EXERCISE DIRECTIONS — Repeat the listing below line for line, exactly as shown.

*** Begin section ***

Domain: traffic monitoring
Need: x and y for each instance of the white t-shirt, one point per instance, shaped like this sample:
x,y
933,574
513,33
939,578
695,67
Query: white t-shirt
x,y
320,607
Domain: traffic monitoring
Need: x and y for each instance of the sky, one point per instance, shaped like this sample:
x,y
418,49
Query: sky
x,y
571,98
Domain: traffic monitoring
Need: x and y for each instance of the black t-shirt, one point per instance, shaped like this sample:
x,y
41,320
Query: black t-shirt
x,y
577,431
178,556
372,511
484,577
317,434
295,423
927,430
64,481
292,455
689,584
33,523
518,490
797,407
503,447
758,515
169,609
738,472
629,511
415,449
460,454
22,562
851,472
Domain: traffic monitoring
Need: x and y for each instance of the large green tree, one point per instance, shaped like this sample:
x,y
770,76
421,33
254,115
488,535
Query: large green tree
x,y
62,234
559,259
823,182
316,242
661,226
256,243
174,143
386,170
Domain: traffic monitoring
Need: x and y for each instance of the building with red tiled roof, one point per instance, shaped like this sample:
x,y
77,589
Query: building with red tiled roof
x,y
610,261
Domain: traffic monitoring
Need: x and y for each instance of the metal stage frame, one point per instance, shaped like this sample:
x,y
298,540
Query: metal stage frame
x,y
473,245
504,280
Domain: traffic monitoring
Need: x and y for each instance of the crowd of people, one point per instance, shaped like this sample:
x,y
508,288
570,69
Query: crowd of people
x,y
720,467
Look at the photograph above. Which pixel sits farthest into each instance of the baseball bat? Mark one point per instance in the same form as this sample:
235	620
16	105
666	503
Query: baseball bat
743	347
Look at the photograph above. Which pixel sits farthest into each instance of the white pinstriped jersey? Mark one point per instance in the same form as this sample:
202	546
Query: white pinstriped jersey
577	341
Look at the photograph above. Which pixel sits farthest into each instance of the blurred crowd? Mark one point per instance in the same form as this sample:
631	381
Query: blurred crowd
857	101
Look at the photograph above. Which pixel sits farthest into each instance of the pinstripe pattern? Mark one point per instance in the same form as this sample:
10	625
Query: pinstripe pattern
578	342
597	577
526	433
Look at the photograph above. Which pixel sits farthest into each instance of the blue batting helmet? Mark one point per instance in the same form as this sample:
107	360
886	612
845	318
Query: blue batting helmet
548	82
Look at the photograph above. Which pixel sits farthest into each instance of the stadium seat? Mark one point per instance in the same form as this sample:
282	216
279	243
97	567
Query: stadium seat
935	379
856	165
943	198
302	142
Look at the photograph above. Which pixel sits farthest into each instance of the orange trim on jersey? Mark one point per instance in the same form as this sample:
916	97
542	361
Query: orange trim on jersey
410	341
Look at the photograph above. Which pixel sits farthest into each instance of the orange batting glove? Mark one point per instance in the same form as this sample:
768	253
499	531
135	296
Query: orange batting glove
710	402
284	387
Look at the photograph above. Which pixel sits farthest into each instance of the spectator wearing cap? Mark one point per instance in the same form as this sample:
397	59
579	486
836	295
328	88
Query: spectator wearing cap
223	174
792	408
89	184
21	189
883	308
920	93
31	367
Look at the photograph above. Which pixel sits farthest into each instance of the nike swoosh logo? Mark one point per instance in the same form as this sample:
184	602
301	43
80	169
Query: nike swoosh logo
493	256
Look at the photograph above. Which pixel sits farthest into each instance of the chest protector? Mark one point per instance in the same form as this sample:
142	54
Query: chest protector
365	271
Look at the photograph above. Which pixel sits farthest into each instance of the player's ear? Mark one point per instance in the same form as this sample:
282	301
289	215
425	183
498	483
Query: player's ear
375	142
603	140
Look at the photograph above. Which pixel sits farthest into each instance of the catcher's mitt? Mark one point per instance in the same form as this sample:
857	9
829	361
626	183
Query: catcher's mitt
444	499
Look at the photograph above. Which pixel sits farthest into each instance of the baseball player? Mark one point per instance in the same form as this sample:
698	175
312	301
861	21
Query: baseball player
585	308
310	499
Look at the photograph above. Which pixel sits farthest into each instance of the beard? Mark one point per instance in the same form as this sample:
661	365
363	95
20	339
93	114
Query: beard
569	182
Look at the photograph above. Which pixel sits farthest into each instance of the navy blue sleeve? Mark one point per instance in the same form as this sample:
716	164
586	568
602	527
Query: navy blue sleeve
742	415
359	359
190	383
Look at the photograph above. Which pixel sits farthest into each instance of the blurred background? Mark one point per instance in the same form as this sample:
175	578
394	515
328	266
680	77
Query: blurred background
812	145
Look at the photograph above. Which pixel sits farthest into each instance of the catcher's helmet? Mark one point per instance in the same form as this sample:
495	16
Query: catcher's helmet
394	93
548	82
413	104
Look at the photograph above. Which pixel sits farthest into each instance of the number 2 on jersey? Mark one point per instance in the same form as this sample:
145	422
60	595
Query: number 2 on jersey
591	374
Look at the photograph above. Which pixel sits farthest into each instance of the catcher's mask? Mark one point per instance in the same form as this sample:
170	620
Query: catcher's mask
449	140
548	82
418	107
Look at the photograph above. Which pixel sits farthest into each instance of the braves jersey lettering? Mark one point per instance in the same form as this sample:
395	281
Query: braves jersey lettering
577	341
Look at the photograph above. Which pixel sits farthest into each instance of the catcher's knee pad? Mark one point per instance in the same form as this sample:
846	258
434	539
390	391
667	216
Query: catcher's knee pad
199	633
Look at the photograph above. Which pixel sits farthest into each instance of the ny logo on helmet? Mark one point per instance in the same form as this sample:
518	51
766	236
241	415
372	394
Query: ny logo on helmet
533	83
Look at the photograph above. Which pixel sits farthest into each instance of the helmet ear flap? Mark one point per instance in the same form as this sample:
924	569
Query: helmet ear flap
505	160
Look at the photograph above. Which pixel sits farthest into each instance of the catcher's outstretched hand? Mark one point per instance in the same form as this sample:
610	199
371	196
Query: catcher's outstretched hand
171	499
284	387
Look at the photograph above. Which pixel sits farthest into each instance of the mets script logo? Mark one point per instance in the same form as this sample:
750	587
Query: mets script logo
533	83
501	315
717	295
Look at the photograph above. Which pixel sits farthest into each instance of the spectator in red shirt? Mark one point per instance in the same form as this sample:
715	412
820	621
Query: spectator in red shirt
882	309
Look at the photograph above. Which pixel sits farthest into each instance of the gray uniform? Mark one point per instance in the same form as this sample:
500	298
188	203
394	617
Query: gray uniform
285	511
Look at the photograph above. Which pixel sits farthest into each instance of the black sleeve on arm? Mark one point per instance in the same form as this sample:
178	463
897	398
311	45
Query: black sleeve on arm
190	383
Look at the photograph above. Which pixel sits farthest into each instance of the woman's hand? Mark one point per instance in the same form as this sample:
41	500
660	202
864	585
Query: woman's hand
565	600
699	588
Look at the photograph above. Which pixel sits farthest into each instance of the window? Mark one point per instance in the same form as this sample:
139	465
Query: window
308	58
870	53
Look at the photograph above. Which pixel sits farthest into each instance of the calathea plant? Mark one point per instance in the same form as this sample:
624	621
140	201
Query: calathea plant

*** End section ***

RESPONSE TO THIS EXERCISE —
Domain: traffic monitoring
Need: x and y for each instance of the white t-shirt, one point per instance, shaped like this sample:
x,y
933,574
513,33
939,578
695,67
Query: white t-shirt
x,y
320,607
Domain: traffic monitoring
Need: x and y for each instance of the sky, one point per instance, shaped like this sample:
x,y
418,49
Query: sky
x,y
571,98
Domain: traffic monitoring
Need: x and y for each instance of the black t-shirt, one point per instance, shaped like this sample:
x,y
41,320
Query: black t-shirt
x,y
577,431
178,556
372,511
484,577
317,434
295,423
927,430
64,481
292,455
689,584
33,523
518,490
797,407
503,447
758,515
169,609
738,472
629,511
415,449
460,454
22,562
851,472
Domain: traffic monitoring
Need: x and y for each instance of the large green tree, one point per instance, shaped like this sample:
x,y
770,76
421,33
254,115
488,535
Query: large green tree
x,y
62,234
559,259
823,182
316,242
661,226
256,243
174,143
386,170
Domain: traffic monitoring
Need: x and y for each instance of the building with red tiled roof, one point per instance, shaped like this sample:
x,y
77,589
Query: building with red tiled roof
x,y
610,261
Domain: traffic monitoring
Need: x and y for each instance of the metal stage frame, one point per instance, shaped like this sample:
x,y
298,540
Query: metal stage frame
x,y
473,245
504,280
Domain: traffic monitoring
Need: x and y for each instance of the crowd of people, one point per instance, shaped like this sample:
x,y
508,288
570,69
Query: crowd of people
x,y
720,467
Look at the photograph above. Which pixel sits farthest into each instance of the baseball bat? Mark one point per instance in the same form as this sample:
235	620
16	105
666	503
Query: baseball bat
743	347
Look at the photograph above. Which pixel sits farthest into each instance of the white pinstriped jersey? Mark one point per instance in the same form as this sample:
202	546
Query: white pinstriped jersey
577	341
Look at the photograph above. Which pixel sits farthest into each instance of the blurred crowd? Mark one point per instance in the same form as this sample:
631	381
Query: blurred crowd
857	101
Look at the photograph above. Which pixel sits farthest into each instance of the pinstripe pattern? Mark one point per instance in the same form as this sample:
10	625
Query: pinstripe pattern
578	342
597	577
526	433
Look at the photograph above. Which pixel sits farthest into each instance of the blue batting helmet? Mark one point per instance in the same form as this sample:
107	360
886	612
845	318
Query: blue batting helmet
548	82
Look at the photograph above. Which pixel sits farthest into each instance of the stadium seat? Mark one point per instance in the same form as this sample:
282	216
279	243
97	567
Query: stadium seat
935	379
856	165
943	198
302	142
Look at the photograph above. Which pixel sits farthest into each instance of the orange trim on jersey? Mark one point per instance in the same form as this sample:
916	97
542	361
Query: orange trim on jersey
410	341
Look at the photograph above. Which pixel sits farthest into each instance of the orange batting glove? Mark one point per instance in the same form as this sample:
768	253
499	531
135	296
Query: orange batting glove
710	402
284	387
Look at the photograph above. Which pixel sits farthest into each instance of the spectator wearing cap? Mark one point per instance in the same form as this sample:
397	59
579	486
836	295
328	88
Query: spectator wearing cap
223	174
792	408
89	184
21	189
883	308
920	93
31	367
Look at the photograph above. Which pixel sits farthest into each instance of the nike swoosh logo? Mark one point per instance in the same form as this sample:
184	602
301	43
80	169
Query: nike swoosh logo
493	256
Look at the photograph above. Which pixel sits farthest into each instance of the chest protector? Mark one point per instance in the same form as this sample:
142	54
Query: chest protector
365	271
Look at the photograph above. Which pixel sits farthest into each instance of the player's ear? Mark one point per instance in the same form as this sample:
282	301
289	215
425	183
498	483
Query: player's ear
375	142
603	140
Look at the photograph above. Which pixel sits farthest into each instance of the catcher's mitt? Mark one point per instance in the same form as this sample:
857	9
829	361
626	183
Query: catcher's mitt
444	499
Look at the photograph above. Which pixel sits farthest into each instance of the baseball player? Mark one point per instance in the same form as this sample:
698	175
312	301
861	21
Query: baseball player
585	308
310	499
Look at the photograph above. Which pixel sits farthest into each instance of the beard? Mark one point per instance in the same form as this sample:
661	365
363	95
20	339
93	114
Query: beard
569	182
Look at the photograph above. Which pixel sits farthest into each instance of the navy blue sleeve? Mark one point per instance in the same form as this sample:
716	164
586	568
602	527
Query: navy blue sleeve
742	415
359	359
190	383
Look at the photograph above. Which pixel sits farthest into each instance of the blurred background? Mark one point per instance in the same form as this sample:
175	578
394	515
328	266
680	77
Query: blurred background
812	145
Look at the photograph above. Which pixel sits farthest into each instance of the catcher's helmet? Mark one point per instance in the same form as this sample:
495	16
Query: catcher's helmet
394	93
548	82
413	104
Look at the photograph above. Which pixel sits farthest into each instance of the number 2 on jersey? Mark one point per instance in the same form as this sample:
145	422
60	595
Query: number 2 on jersey
591	374
Look at the photograph above. Which pixel sits farthest into each instance of the catcher's mask? Mark one point per instance in the same form as this sample:
170	620
Query: catcher's mask
449	140
548	82
418	107
Look at the photograph above. Which pixel sits farthest into each instance of the braves jersey lettering? Mark one point per instance in the same form as this sample:
395	281
Query: braves jersey lettering
577	341
Look at the photograph above. Which pixel sits farthest into each instance of the catcher's knee pad? Mark one point per instance in the same form as this sample:
846	258
434	539
390	391
667	216
Query: catcher's knee pad
199	633
Look at the photograph above. Which pixel sits farthest into each instance of the ny logo on helmet? Mark one point per instance in the same form as this sample:
518	51
766	236
241	415
372	394
Query: ny logo on helmet
533	83
Look at the photograph above. Which pixel sits farthest into each instance of the helmet ear flap? Mark one point per instance in the same form as this sample:
924	569
Query: helmet ear flap
505	160
Look at the photograph above. Which pixel sits farthest into each instance of the catcher's outstretched hand? Mark one point per instance in the same form as this sample:
610	199
371	196
Query: catcher's outstretched hand
171	499
284	387
Look at the photograph above. Which pixel sits farthest into each instance of the mets script logo? Mark one point per instance in the same form as this sample:
750	587
Query: mets script logo
533	83
501	315
717	295
Look at the photograph above. Which pixel sits farthest into each instance of the spectator in red shirt? Mark one point per instance in the same form as this sample:
715	412
820	621
Query: spectator in red shirt
882	309
Look at the photograph above. Which pixel sits farthest into each instance of the gray uniform? Mark one point per instance in the same form as this sample:
500	298
188	203
394	617
Query: gray uniform
285	511
Look at the photograph above. Which pixel sits farthest into each instance of the black sleeve on arm? Mark one point per instance in the same form as this sample:
178	463
897	398
311	45
Query: black sleeve on arm
190	383
Look at the photograph above. Which pixel sits farthest into each instance of the woman's hand? Mark one point per instance in the same form as this sample:
41	500
660	202
864	585
Query: woman's hand
565	600
699	588
Look at the photograph above. Which pixel sits farthest into each instance of the window? Mark one point per instance in the same form as this sample:
139	465
Query: window
308	58
870	53
Look at the photograph above. Which pixel sits farthest into each instance of the calathea plant? Mark one point per instance in the same form as this sample:
624	621
140	201
Query: calathea plant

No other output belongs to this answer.